**What the task asks**
Copy the records that follow word for word, reproducing every line without any change.

**Record set**
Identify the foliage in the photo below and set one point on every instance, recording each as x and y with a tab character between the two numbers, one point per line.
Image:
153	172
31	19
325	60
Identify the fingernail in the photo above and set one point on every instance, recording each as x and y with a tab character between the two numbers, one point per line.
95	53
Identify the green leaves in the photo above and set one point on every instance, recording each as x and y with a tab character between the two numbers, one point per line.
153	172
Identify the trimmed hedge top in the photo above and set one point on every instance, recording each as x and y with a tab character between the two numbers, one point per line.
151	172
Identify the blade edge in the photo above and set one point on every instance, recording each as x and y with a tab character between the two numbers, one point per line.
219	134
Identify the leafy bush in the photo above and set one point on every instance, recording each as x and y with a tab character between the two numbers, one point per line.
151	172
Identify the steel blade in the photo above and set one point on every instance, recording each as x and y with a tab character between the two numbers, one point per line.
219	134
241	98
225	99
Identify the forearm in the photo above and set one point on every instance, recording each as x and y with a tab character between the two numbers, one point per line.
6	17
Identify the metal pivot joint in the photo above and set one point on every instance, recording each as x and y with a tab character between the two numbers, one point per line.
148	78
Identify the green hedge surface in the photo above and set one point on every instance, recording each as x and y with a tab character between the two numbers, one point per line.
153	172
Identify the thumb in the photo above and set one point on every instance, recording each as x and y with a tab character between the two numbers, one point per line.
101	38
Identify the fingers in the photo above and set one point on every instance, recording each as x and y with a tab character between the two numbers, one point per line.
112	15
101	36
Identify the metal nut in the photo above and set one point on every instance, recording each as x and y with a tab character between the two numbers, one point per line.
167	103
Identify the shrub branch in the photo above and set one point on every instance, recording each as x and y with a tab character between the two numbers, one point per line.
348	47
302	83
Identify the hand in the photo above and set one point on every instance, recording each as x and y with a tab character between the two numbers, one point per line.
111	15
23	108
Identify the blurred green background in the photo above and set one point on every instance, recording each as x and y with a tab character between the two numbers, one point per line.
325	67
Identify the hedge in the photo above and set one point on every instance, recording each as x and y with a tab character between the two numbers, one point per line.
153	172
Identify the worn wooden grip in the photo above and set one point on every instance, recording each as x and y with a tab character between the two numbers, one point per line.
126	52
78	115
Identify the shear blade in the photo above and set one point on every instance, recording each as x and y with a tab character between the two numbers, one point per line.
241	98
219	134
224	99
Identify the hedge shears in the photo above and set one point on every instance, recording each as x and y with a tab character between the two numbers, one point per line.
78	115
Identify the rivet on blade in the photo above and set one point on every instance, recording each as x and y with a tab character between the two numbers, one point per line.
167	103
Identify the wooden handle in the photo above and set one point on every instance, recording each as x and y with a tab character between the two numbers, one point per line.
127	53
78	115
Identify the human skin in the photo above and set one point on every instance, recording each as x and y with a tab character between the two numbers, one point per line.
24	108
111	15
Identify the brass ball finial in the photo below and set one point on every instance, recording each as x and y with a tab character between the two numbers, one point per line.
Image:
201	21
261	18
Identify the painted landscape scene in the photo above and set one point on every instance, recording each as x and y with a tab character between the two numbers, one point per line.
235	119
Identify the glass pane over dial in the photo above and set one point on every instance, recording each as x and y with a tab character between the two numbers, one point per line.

**Full response**
Identify the foliage in the photo below and set one point on every instance, recording each as x and y with a tab character between the two numbers, one point per line.
Image:
153	172
31	19
325	60
Identify the fingernail in the photo above and set one point on every instance, recording each as x and y with a tab character between the two numbers, one point per line.
95	53
Identify the green leaves in the photo above and set one point on every instance, recording each as x and y with a tab character between the two numbers, one point per line.
153	172
Identify the trimmed hedge top in the photo above and set one point on every instance, recording each as x and y with a tab character between the two numbers, one point per line.
151	172
Identify the blade edge in the photo above and set one point on every instance, recording each as x and y with a tab character between the two numbers, one point per line.
219	134
Identify the leafy bush in the photo above and set one point on every instance, recording each as x and y with a tab character between the two numbers, one point per line.
151	172
Identify the steel blade in the photo above and set one point on every instance, recording each as x and y with a tab character between the two numbers, one point per line.
219	134
241	98
225	99
Identify the forearm in the photo above and set one point on every instance, recording each as x and y with a tab character between the two numbers, one point per line.
6	17
Identify the metal pivot joint in the photo above and set one point on every instance, recording each as x and y with a tab character between the two numbers, one point per line.
148	78
Identify the green hedge surface in the photo above and set one point on every instance, recording each as x and y with a tab character between the two numbers, one point per line.
153	172
Identify the thumb in the photo above and set one point on every instance, recording each as x and y with a tab character between the two numbers, one point per line.
101	38
Identify the fingers in the photo above and set one point on every instance, recording each as x and y with a tab character between the two numbers, one point per line.
112	15
101	36
Identify the metal nut in the photo above and set one point on every instance, recording each as x and y with a tab character between the two numbers, one point per line.
167	103
Identify the shrub branch in the photo above and set one point on every instance, recording each as x and y with a tab character between the two numbers, one point per line.
348	47
302	83
Identify the hand in the photo above and set one point on every instance, recording each as x and y with a tab character between the two numbers, one point per line.
111	15
23	108
Identify the blurred green background in the photo above and set one point on every instance, recording each as x and y with a tab character between the two numbers, one point per line.
325	67
Identify the hedge in the photo above and set one point on every instance, recording each as x and y with a tab character between the two numbers, one point per line.
153	172
Identify the worn wooden grip in the photo above and set one point on every instance, recording each as x and y with a tab character between the two numbers, one point per line.
126	52
78	115
Identify the shear blade in the photo above and set one point on every instance, recording each as x and y with a tab character between the two numbers, one point per line.
241	98
219	134
224	99
Identify the hedge shears in the photo above and set one point on every instance, recording each as x and y with a tab character between the two numbers, one point per line.
78	115
Identify the rivet on blade in the photo above and set one point on every instance, recording each as x and y with a tab character between the two numbers, one point per line.
167	103
Identify the wooden handle in the photo above and set one point on every instance, recording each as x and y with a tab character between the two numbers, one point per line.
127	53
78	115
Identify the human skin in the photo above and set one point on every instance, recording each as x and y with a tab character between the two numbers, one point per line.
24	108
111	15
Identify the brass ball finial in the photo below and set one point on every instance, recording each as x and y with a tab character between the two numbers, one point per line.
Image:
201	21
261	18
Identify the painted landscape scene in the photo above and set one point on every instance, recording each as x and y with a tab character between the two numbers, one point per line.
235	119
Identify the glass pane over dial in the photo above and set one point on every instance, recording each as x and y with a tab character between the two numbers, one point per line.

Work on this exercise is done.